Retype the material below. Keep every word exactly as it is.

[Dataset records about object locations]
= = = = =
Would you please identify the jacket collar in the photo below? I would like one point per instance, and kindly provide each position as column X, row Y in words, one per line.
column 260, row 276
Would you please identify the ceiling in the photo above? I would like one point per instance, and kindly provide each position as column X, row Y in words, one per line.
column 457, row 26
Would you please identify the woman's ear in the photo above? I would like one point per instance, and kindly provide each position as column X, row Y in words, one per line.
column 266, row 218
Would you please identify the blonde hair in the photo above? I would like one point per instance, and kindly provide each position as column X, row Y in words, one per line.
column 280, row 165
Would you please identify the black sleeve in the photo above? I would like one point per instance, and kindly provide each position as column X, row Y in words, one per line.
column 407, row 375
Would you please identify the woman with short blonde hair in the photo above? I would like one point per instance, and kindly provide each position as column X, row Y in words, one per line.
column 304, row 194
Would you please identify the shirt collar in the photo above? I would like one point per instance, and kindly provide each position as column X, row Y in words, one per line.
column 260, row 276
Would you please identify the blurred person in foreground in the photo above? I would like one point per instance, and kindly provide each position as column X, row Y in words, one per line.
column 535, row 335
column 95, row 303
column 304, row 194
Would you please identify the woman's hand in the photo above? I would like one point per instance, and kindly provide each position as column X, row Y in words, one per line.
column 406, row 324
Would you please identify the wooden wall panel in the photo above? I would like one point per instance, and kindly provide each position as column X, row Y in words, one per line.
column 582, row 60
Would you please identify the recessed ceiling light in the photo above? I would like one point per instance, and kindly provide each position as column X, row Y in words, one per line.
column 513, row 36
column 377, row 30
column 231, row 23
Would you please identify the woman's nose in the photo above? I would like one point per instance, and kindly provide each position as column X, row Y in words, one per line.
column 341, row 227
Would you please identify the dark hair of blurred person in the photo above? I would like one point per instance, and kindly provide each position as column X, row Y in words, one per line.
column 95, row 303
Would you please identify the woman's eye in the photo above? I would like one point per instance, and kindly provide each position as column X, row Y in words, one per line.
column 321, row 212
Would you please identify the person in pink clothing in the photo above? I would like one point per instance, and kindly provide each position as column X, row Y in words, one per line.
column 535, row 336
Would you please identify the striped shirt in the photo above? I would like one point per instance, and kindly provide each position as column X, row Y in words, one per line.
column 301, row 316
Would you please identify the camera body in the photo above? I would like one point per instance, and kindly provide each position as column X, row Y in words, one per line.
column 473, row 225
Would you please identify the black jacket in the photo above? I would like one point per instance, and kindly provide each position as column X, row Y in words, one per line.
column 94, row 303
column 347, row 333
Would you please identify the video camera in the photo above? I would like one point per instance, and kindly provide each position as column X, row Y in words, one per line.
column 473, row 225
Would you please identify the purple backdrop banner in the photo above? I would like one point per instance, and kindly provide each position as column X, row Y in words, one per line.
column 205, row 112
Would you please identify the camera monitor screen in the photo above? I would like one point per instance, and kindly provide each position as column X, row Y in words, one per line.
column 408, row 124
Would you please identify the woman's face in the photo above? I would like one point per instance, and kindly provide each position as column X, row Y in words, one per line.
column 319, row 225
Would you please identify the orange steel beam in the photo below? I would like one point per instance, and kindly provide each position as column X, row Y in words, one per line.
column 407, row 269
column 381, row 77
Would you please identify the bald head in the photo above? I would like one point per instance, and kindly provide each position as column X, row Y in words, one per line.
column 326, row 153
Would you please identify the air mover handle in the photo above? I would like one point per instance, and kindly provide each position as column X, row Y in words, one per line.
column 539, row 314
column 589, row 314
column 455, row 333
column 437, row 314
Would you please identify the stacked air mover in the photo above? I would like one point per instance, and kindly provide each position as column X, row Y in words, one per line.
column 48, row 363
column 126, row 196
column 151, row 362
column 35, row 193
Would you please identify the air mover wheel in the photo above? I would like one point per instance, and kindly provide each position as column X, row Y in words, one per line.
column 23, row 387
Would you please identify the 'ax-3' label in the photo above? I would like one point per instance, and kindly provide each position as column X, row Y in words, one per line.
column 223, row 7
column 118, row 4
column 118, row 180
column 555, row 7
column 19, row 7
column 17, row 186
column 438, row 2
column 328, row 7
= = = = =
Solution to this task –
Would you please identify the jacket collar in the photo below? I would like one point per instance, and kindly provide each position as column X, row Y in words, one per line.
column 260, row 276
Would you please identify the ceiling in the photo above? I would like one point per instance, and kindly provide each position as column X, row Y in words, one per line.
column 457, row 26
Would you please identify the woman's ear in the photo above? I would like one point per instance, and kindly provide each position as column X, row Y in words, one per line.
column 266, row 218
Would you please identify the blonde hair in the photo above? I would like one point per instance, and kindly provide each position as column X, row Y in words, one per line.
column 280, row 165
Would you please identify the black sleeve in the photo above? I would like one point per instance, and kindly provide each position as column X, row Y in words, one per line.
column 407, row 375
Would you please identify the woman with short blonde hair in the photo above? I would like one point per instance, and kindly provide each position as column X, row Y in words, one per line.
column 304, row 194
Would you please identify the shirt collar in the photo above? I would like one point per instance, and kindly provide each position as column X, row Y in words, one per line.
column 260, row 276
Would you please identify the blurred person in foreground in the photo above? I would like one point per instance, and kindly provide each position as column X, row Y in words, one per line.
column 535, row 335
column 95, row 303
column 304, row 194
Would you please identify the woman's hand in the photo above? I would like one point per instance, and kindly provide each position as column X, row Y in words, one per line.
column 406, row 324
Would you please identify the wooden wall panel in the photo above? I would like one point per instance, and kindly provide each position as column X, row Y in words, one per line.
column 582, row 60
Would you please identify the recessed ceiling light in the photo above? I would like one point per instance, and kindly provide each position as column X, row Y in words, one per line.
column 513, row 36
column 377, row 30
column 231, row 23
Would you please identify the woman's nose in the photo above? I would like one point per instance, and kindly provide each position as column X, row Y in words, one per line.
column 341, row 227
Would you please identify the dark hair of blurred person in the photo above? I would like one point per instance, and kindly provide each position as column X, row Y in words, one per line.
column 95, row 303
Would you please identify the woman's eye in the photo above? I would like one point per instance, and kindly provide each position as column X, row Y in words, one per line.
column 321, row 212
Would you please identify the person in pink clothing in the photo above? I would like one point per instance, and kindly provide each position as column X, row Y in words, one per line.
column 535, row 336
Would you please identify the striped shirt in the photo above? I would like one point per instance, and kindly provide each position as column X, row Y in words, one per line.
column 301, row 316
Would you please identify the camera body in the photo above? I would like one point per instance, and kindly provide each position as column X, row Y in words, one per line.
column 473, row 225
Would you please identify the black jacket in the photo above? I would like one point per instance, and kindly provide each position as column X, row Y in words, one per line.
column 94, row 303
column 347, row 333
Would you please identify the video camera in the photo above? I would like one point per instance, and kindly provide each position as column X, row Y in words, one per line.
column 473, row 225
Would you please identify the purple backdrop banner in the photo above? I would like one point per instance, and kindly provide each position as column X, row Y in words, one per line.
column 205, row 112
Would you please identify the camera monitor screen in the photo above? I would like one point per instance, and kindly provide each position as column X, row Y in words, one per line.
column 408, row 124
Would you please identify the woman's face in the photo above? I would like one point per instance, and kindly provide each position as column X, row Y in words, one per line.
column 319, row 225
Would you please identify the orange steel beam in the photo below? I would like one point per instance, and kindly provide each position as column X, row Y in words, one per line.
column 407, row 269
column 381, row 77
Would you please identify the bald head in the photo above? I would like one point per instance, and kindly provide each position as column X, row Y in words, one per line.
column 326, row 153
Would you please identify the air mover handle in the photo above? I would like one point per instance, and kindly provide each position as column X, row Y in words, one per line.
column 539, row 314
column 589, row 314
column 455, row 333
column 437, row 314
Would you please identify the stacked air mover in the photo above? I would like one point per instance, and kindly provide each position as column X, row Y in words, one per line.
column 48, row 363
column 126, row 196
column 151, row 362
column 35, row 193
Would you please identify the air mover wheel in the photo above? I would like one point per instance, and kindly provide each position as column X, row Y in words, one per line.
column 23, row 387
Would you please identify the 'ax-3' label in the photo above? I would like one point per instance, and kindly provide each position as column X, row Y in words, one per line.
column 223, row 7
column 118, row 4
column 118, row 180
column 555, row 7
column 19, row 7
column 17, row 186
column 438, row 2
column 328, row 7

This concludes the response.